§ **Exercise**: Translate this sentence from the scrap metal investing text into Spanish: "There is a legitimate way of taking advantage of the scrap metal business yourself by investing in companies that salvage precious metals out of discarded equipment and parts."

Scrap Metal Investing

There is a legitimate way of taking advantage of the scrap metal business yourself by investing in companies that salvage precious metals out of discarded equipment and parts.

Here are just three companies of varying market cap to choose from. While they all took a pounding as they passed through the fire of the 2008 market melt-down, they have since been able to refine themselves into strong companies that have proven their metal with solid gains.

• Commercial Metals Company (NYSE: CMC) is a $2.4 billion mid cap that “manufactures, recycles, and markets steel and metal products, and related materials and services… through 31 scrap metal processing facilities to steel mills and foundries, aluminum sheet and ingot manufacturers, brass and bronze ingot makers, copper refineries and mills, secondary lead smelters, specialty steel mills, high temperature alloy manufacturers, and other consumers”. (Yahoo! Finance) Rising from $9 a share in 2011 to over $20.50 today, it has gained some 127% in 2.5 years with a decent 2.3% dividend yield.

• Schnitzer Steel Industries, Inc. (NASDAQ: SCHN) is a $775 million small cap that “manufactures and exports recycled ferrous metal products worldwide… buys, collects, processes, recycles, sells, and brokers ferrous scrap metals, as well as processes mixed and large pieces of scrap metal into smaller pieces by crushing, sorting, shearing, shredding, and torching”. (Yahoo! Finance) It has risen a modest but decent 26% from $23 to $29 since 2012 while paying a 2.6% dividend yield.

• Metalico Inc. (NYSE: MEA) is a $115 million micro cap that “engages in ferrous and non-ferrous scrap metal recycling, platinum group and minor metals recycling, and lead metal product fabricating businesses”. The company also “acquires unprocessed scrap metals primarily in local and regional markets and sells to consumers in the United States and Canada, as well as to exporters and international brokers”. (Yahoo! Finance) While the latest recession melted the company from $19 to $1.25 over the past five years, the stock has risen to $2.50 over the past six months as metals prices seem to have stabilized.

Do It Yourself?

[Stored data]
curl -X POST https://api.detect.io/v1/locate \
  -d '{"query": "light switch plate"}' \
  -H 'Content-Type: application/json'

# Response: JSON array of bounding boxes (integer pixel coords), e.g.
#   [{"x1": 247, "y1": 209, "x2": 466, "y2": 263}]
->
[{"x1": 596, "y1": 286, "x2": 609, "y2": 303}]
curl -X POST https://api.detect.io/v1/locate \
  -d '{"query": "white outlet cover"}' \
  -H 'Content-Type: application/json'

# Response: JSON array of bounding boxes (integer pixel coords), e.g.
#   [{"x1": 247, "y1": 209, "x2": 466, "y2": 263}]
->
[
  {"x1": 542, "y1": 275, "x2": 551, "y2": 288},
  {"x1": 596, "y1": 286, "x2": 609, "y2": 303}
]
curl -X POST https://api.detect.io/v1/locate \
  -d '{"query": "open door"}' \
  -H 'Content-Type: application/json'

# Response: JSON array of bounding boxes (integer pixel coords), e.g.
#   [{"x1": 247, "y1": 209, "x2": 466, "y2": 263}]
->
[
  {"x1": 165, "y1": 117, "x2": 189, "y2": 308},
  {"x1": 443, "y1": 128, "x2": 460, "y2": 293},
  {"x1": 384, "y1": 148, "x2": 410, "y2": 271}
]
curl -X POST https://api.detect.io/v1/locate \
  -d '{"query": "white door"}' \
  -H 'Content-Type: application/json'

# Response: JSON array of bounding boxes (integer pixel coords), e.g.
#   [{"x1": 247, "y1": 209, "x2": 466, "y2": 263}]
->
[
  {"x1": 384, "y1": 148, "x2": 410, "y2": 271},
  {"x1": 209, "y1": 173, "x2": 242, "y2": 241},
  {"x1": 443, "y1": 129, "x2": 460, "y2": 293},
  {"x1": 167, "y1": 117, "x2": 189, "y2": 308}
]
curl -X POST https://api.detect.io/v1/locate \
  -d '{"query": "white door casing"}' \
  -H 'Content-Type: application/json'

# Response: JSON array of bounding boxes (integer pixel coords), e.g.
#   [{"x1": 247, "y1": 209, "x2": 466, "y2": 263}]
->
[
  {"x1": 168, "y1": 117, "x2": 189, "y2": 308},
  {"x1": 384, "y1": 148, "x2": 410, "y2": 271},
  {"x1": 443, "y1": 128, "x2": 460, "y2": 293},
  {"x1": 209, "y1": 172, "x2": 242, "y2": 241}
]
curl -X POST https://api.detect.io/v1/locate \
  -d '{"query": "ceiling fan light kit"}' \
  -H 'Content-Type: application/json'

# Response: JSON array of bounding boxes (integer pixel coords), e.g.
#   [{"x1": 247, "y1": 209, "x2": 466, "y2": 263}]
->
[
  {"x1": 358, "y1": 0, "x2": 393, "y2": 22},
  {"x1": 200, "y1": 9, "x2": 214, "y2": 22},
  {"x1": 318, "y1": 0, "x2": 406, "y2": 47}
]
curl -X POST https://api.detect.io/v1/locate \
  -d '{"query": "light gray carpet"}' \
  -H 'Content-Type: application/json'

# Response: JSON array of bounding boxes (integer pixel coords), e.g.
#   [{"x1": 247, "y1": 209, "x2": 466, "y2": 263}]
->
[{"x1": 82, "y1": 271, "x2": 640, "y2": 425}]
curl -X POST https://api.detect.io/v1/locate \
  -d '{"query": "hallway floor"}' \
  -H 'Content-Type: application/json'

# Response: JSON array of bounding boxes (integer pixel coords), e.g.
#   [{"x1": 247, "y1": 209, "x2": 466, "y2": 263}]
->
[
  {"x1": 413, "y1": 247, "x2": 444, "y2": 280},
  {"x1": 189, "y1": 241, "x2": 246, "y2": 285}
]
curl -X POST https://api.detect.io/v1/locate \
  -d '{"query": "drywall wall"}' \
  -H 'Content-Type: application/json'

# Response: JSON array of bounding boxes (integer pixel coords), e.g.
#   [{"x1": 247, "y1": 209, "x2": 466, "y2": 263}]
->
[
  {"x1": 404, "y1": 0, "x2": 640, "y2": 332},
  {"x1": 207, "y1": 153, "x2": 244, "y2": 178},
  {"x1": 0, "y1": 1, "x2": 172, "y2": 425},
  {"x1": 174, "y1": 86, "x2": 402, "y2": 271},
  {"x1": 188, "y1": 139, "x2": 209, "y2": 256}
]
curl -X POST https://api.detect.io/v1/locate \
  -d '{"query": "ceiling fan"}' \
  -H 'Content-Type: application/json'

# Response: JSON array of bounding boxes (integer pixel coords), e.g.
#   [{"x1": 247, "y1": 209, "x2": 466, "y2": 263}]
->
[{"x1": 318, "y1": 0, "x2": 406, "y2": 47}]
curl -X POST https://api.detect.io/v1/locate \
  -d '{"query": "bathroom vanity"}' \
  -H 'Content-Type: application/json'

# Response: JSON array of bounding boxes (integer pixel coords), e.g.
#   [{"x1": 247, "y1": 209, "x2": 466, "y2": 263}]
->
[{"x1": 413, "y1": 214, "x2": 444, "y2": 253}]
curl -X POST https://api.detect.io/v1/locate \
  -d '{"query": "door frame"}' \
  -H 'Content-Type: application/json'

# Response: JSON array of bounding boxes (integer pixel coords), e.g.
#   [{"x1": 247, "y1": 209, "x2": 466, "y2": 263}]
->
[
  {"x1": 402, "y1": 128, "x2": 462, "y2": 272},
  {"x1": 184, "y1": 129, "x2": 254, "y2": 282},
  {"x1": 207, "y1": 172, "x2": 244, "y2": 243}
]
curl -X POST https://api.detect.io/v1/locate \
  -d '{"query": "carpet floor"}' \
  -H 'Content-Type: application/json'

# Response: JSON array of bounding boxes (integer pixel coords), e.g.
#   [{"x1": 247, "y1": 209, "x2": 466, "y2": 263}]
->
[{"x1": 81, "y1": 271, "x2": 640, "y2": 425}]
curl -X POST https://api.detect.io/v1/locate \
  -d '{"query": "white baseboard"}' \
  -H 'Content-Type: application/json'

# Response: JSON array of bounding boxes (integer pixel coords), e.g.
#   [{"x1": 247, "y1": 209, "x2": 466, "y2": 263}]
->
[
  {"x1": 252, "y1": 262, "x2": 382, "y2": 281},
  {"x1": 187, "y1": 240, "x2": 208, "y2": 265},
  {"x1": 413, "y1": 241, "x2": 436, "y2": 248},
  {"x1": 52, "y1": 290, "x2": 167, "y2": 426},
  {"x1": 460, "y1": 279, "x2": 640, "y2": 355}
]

§ **Solution**: Existe una forma legítima de aprovechar usted mismo el negocio de la chatarra invirtiendo en empresas que recuperan metales preciosos de equipos y piezas desechados.